Goal of the exercise: Using the listing below, keep only the lines with the word "table" and copy them.

-- Opening Marker --

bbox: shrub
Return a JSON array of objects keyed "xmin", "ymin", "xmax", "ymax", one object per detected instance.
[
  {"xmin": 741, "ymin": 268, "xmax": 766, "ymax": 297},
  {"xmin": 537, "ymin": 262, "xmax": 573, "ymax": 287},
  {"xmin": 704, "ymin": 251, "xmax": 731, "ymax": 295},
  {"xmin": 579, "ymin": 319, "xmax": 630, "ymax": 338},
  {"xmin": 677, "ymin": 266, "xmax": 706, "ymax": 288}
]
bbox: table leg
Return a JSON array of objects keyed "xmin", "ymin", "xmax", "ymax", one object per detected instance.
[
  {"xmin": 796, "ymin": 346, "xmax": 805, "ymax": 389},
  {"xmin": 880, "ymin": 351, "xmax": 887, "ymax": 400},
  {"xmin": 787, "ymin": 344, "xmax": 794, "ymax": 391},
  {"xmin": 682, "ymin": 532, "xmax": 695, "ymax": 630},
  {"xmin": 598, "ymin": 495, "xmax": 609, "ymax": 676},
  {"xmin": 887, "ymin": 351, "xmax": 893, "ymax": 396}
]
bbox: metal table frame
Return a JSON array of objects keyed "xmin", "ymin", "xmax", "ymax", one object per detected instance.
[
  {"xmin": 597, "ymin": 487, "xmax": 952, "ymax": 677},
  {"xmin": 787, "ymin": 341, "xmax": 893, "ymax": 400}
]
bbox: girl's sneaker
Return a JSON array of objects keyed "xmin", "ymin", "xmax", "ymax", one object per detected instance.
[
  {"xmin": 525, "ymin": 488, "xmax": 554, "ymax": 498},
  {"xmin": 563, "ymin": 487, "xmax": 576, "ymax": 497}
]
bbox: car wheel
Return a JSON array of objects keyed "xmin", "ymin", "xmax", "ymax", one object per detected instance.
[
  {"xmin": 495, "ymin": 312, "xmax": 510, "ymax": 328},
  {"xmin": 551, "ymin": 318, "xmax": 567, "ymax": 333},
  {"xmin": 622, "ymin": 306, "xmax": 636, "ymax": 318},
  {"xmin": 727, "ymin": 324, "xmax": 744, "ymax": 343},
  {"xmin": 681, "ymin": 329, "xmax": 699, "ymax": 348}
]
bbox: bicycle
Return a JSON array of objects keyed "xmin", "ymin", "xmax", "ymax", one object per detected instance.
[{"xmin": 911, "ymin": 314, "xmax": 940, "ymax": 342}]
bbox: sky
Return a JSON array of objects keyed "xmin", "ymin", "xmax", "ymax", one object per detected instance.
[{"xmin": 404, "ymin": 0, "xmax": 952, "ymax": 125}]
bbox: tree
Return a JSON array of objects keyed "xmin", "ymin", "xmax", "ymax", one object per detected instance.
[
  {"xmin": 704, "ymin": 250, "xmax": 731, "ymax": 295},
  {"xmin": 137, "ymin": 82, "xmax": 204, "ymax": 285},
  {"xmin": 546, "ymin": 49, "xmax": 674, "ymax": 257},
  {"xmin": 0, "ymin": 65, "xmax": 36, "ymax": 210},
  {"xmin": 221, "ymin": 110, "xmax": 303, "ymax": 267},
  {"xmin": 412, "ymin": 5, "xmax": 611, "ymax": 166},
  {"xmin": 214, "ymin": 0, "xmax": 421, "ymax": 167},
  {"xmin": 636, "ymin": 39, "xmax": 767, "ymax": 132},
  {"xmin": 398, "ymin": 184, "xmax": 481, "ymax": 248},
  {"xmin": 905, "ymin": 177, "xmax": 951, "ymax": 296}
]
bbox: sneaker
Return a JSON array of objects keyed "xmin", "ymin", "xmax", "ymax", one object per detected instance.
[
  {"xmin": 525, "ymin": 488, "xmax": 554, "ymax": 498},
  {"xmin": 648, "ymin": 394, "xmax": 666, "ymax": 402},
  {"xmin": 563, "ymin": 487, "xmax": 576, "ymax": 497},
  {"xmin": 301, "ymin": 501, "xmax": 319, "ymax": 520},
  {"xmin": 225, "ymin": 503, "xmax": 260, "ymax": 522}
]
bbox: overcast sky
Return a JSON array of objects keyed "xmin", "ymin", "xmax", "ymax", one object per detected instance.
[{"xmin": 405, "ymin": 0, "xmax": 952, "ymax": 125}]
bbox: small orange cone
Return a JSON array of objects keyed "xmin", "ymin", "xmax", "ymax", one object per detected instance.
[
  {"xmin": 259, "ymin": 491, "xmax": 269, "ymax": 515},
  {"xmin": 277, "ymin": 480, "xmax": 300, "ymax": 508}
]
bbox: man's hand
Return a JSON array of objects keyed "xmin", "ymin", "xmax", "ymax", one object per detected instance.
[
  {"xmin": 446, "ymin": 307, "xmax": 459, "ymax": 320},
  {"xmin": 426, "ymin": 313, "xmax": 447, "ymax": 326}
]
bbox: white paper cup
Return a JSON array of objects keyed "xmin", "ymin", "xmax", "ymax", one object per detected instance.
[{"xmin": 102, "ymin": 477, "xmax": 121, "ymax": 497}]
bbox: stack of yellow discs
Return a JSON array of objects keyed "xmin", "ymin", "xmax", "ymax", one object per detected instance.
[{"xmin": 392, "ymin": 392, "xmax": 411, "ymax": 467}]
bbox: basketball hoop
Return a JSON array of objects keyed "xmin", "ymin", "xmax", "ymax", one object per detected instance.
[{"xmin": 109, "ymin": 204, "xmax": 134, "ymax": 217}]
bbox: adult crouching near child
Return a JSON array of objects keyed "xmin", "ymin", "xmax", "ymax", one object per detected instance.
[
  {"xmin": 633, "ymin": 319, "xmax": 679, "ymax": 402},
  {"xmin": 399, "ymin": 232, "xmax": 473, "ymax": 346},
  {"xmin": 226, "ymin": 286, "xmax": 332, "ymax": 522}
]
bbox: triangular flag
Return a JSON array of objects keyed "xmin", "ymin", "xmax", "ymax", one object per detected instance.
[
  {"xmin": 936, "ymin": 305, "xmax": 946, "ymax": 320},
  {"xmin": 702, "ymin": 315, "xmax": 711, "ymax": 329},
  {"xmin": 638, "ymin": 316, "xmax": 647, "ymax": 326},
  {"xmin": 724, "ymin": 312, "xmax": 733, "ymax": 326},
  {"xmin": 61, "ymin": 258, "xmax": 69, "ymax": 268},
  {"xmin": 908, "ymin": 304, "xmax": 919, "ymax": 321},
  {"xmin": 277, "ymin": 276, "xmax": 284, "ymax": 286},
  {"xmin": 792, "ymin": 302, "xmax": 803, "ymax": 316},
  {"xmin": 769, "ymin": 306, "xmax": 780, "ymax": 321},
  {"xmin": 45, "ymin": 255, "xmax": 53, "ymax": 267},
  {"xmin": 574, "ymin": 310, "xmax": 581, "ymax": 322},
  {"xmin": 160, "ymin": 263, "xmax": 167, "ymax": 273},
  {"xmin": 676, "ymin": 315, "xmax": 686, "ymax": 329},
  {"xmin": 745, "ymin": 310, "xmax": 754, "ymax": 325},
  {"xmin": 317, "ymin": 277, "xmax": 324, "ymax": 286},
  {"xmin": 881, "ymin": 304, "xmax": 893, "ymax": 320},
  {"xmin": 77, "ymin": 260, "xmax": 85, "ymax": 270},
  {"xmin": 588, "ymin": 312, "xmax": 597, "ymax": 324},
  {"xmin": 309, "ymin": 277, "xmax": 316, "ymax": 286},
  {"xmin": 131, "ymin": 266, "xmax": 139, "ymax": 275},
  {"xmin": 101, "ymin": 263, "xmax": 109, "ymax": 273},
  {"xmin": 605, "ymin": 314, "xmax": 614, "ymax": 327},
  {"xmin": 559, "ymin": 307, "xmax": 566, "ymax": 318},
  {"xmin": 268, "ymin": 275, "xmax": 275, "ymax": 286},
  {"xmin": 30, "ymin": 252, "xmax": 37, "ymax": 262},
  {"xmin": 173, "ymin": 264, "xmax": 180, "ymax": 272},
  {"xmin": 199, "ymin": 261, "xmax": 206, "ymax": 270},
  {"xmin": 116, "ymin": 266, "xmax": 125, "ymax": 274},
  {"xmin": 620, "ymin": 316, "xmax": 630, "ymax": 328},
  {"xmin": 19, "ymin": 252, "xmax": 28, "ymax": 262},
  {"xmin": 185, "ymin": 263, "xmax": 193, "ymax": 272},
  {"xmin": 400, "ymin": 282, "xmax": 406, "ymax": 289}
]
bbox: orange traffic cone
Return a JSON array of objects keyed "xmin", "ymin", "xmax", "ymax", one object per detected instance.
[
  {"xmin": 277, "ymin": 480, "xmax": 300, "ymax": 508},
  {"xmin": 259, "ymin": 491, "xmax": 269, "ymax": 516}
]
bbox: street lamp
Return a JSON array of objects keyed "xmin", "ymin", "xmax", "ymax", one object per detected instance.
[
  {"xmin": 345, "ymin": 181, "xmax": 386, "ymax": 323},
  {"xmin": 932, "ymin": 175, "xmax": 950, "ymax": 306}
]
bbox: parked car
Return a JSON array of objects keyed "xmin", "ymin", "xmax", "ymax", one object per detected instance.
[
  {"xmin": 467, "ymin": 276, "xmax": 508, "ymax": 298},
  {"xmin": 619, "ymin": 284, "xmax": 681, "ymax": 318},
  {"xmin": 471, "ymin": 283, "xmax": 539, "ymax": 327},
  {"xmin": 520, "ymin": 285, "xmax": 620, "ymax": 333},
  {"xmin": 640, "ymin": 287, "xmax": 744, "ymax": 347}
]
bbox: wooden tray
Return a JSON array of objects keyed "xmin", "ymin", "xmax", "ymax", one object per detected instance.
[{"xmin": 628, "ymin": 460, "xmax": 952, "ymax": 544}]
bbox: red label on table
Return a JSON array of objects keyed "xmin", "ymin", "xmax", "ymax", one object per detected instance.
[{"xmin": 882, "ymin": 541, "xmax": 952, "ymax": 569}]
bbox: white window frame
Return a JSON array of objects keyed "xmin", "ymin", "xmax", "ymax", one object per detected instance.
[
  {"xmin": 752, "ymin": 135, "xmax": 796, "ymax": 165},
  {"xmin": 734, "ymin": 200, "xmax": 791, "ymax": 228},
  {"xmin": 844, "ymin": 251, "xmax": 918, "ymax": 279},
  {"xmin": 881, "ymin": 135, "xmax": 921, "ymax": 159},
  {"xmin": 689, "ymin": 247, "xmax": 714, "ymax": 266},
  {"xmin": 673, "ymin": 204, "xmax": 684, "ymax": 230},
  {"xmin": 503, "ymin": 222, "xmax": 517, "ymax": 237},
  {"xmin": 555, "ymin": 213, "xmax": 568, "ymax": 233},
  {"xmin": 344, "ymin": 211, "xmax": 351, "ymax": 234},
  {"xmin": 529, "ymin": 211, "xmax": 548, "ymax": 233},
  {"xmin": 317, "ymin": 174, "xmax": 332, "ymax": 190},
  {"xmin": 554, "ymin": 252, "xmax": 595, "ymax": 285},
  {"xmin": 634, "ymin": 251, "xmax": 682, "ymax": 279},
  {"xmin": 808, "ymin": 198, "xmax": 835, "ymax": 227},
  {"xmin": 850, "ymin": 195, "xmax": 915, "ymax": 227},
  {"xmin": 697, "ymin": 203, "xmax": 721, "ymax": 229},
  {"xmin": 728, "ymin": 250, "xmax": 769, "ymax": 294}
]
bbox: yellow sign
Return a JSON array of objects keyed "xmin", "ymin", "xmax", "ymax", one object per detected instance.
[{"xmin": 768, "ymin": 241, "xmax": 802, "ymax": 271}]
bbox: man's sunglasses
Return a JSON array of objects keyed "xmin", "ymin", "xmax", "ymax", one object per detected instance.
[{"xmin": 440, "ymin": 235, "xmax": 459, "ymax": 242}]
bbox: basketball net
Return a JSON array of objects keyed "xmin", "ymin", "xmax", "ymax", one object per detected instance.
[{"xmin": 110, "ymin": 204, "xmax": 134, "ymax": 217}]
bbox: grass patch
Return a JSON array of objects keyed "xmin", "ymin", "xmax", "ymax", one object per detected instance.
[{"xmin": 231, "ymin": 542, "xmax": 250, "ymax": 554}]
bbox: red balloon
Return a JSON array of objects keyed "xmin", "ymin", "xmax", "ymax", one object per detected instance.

-- Closing Marker --

Output for this exercise:
bbox: table leg
bbox: metal table frame
bbox: red label on table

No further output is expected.